### SUPPLIED TEXT:
================================

More

eventreduce · on April 16, 2020

The biggest usecase for EventReduce is realtime applications. Most technologies for these like Firebase, AWS AppSync etc. work on non-relational data. If you want to use EventReduce with relational queries, you have to make them non-relational before, for example by using materialized views. If you do not want to do that, you should not use this algorithm in its current featureset.

danpalmer · on April 16, 2020

My guess would be that if you're at a scale where you're thinking about these sorts of things, you are also at a scale where you're running on multiple machines. How does EventReduce share writes across the cluster?

eventreduce · on April 16, 2020

EventReduce is an algorithm and not a database-wrapper. It will not care about your writes or if your database layer is a cluster and so also not affect them.

danpalmer · on April 16, 2020

Sorry I wasn't clear in my original post.

I'm thinking about the application layer. If you have an application that writes data to a table, it's typical to run multiple instances of that application to support scale and reliability requirements.

If I send a write to one instance, how does it communicate and synchronise that write with the other application instances?

I ask because this can be a tricky thing to do, especially when consensus is required, as consensus algorithms such as Raft/Paxos require a number of network roundtrips which will introduce latency, and actually account for much of that latency in the database examples given in some cases.

eventreduce · on April 16, 2020

EventReduce is a simple algorithm. It does not care or affect how you handle propagation of writes or how you handle your events, transactions or conflicts.

See it as a simple function that can do oldResults+event=newResults like shown in the big image on top of the readme.

danpalmer · on April 16, 2020

This means then that if you run multiple application servers, which most do, that you’ll need to implement a data distribution mechanism of some sort.

I must admit, with limitations like this I’m struggling to figure out the use cases for this.

Edit: so I guess this is easier using the change subscriptions you mention in other comments. That does mean many subscribers, but hopefully that’s minimal load. This has the trade-off that it’s now eventually consistent, but I suppose that’s not a problem for many high read applications.

================================

### ROWS:
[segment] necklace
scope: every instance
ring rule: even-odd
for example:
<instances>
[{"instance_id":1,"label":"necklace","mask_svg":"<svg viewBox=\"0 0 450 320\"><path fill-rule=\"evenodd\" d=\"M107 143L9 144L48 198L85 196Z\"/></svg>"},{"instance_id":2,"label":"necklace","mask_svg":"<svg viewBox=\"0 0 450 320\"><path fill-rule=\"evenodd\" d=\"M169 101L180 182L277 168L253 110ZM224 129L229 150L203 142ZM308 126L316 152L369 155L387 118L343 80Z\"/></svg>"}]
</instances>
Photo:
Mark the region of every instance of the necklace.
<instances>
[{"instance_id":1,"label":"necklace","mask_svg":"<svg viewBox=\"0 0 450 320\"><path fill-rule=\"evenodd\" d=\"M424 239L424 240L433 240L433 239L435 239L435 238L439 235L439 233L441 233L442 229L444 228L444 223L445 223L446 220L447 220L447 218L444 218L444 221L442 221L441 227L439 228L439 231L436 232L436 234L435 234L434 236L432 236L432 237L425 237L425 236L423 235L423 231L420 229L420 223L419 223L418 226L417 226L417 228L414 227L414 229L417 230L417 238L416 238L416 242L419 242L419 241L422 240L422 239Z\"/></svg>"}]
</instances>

================================

### TASKS TO CARRY OUT:
1: Quote the EventReduce thread, beginning at the words "I ask because" and stopping after "of some sort.".
2: In the EventReduce thread, what does the eventreduce poster call the biggest use case for EventReduce?
3: Carry the EventReduce thread forward, starting after its last post.

### ANSWERS FOR THE TASKS:
1:
I ask because this can be a tricky thing to do, especially when consensus is required, as consensus algorithms such as Raft/Paxos require a number of network roundtrips which will introduce latency, and actually account for much of that latency in the database examples given in some cases.

eventreduce · on April 16, 2020

EventReduce is a simple algorithm. It does not care or affect how you handle propagation of writes or how you handle your events, transactions or conflicts.

See it as a simple function that can do oldResults+event=newResults like shown in the big image on top of the readme.

danpalmer · on April 16, 2020

This means then that if you run multiple application servers, which most do, that you’ll need to implement a data distribution mechanism of some sort.

2: Realtime applications.

3:
I’m still feeling like this could be solved in a simpler way with just simple data structures and a pub sub mechanism. Now I think of it, we do a similar thing with Redis for one service, and a custom Python server/pipeline in another, but we’ve never felt the need for this sort of thing.

Do you have more details about specific applications/use cases, and why this is better than alternatives?

eventreduce · on April 16, 2020

I think the best example for why this is useful is described by david glasser at his talk about the oplog driver used in meteor.js https://www.youtube.com/watch?v=_dzX_LEbZyI

cntlzw · on April 16, 2020

thank you for the clarification

eventreduce · on April 16, 2020

This is a great question. So EventReduce is only the algorithm that calculates your new results. The parsing of SQL is not done by it, you have to bring it by yourself. This works over providing some information about the query like Sort-fields and query-matchers. This is described good in the JavaScript implementation [1]. Providing this functions works easy for NoSQL-Queries because they are better composable. For SQL-queries you have to do some work before you can use EventReduce.

Also see the limitations of EventReduce in the readme.

[1] https://github.com/pubkey/event-reduce/tree/master/javascrip...

eventreduce · on April 16, 2020

There is a big difference between a change-stream and a realtime query. For example mongodbs cursor-stream is a good way to observe the events that happen to a specific collection or documents that match some criteria. If you want the realtime-results of a query that has sorting, skip limit etc. than it is really hard to warp the changestream into this. In fact this is exactly what EventReduce could do for you.

For more information about the difference I recommend the video "Real-Time Databases Explained: Why Meteor, RethinkDB, Parse & Firebase Don't Scale" https://www.youtube.com/watch?v=HiQgQ88AdYo&t=1703s

truth_seeker · on April 16, 2020

>> There is a big difference between a change-stream and a realtime query. For example mongodbs cursor-stream is a good way to observe the events that happen to a specific collection or documents that match some criteria. If you want the realtime-results of a query that has sorting, skip limit etc. than it is really hard to warp the changestream into this.

Have you actually tried it from mongo shell or any mongodb client driver ?

In the official document link which i shared it is clearly mentioned it supports aggregation pipeline. Any operator which is compatible with aggregation pipeline framework including "$sort" and "$skip" can be used. You can also use JOIN like operator "$lookup" or "$graphLookup".

See this link for info https://docs.mongodb.com/manual/core/aggregation-pipeline-op...

eventreduce · on April 16, 2020

Yes I used it. I actually know it really well. I also did performance comparisons with mongodb and mongodbs change stream and cursors. What I posted here is just an algorithm. You could now compare it to mongodb (a product) and say it is a "more flexible solution" but I do not see the point in directly comparing it simply based on the documentation of both.

truth_seeker · on April 16, 2020

>> Yes I used it. I actually know it really well. I also did performance comparisons with mongodb and mongodbs change stream and cursors.

Can you share the link for the code and data in Database against which you are querying to prove your claim ?

eventreduce · on April 16, 2020

No and I also do not want to "claim" something. Feel free to do your own tests.

eventreduce · on April 16, 2020

There is a big difference between a database with an event stream and a 'realtime query' that can be created with event reduce.

scott_s · on April 16, 2020

What is that difference?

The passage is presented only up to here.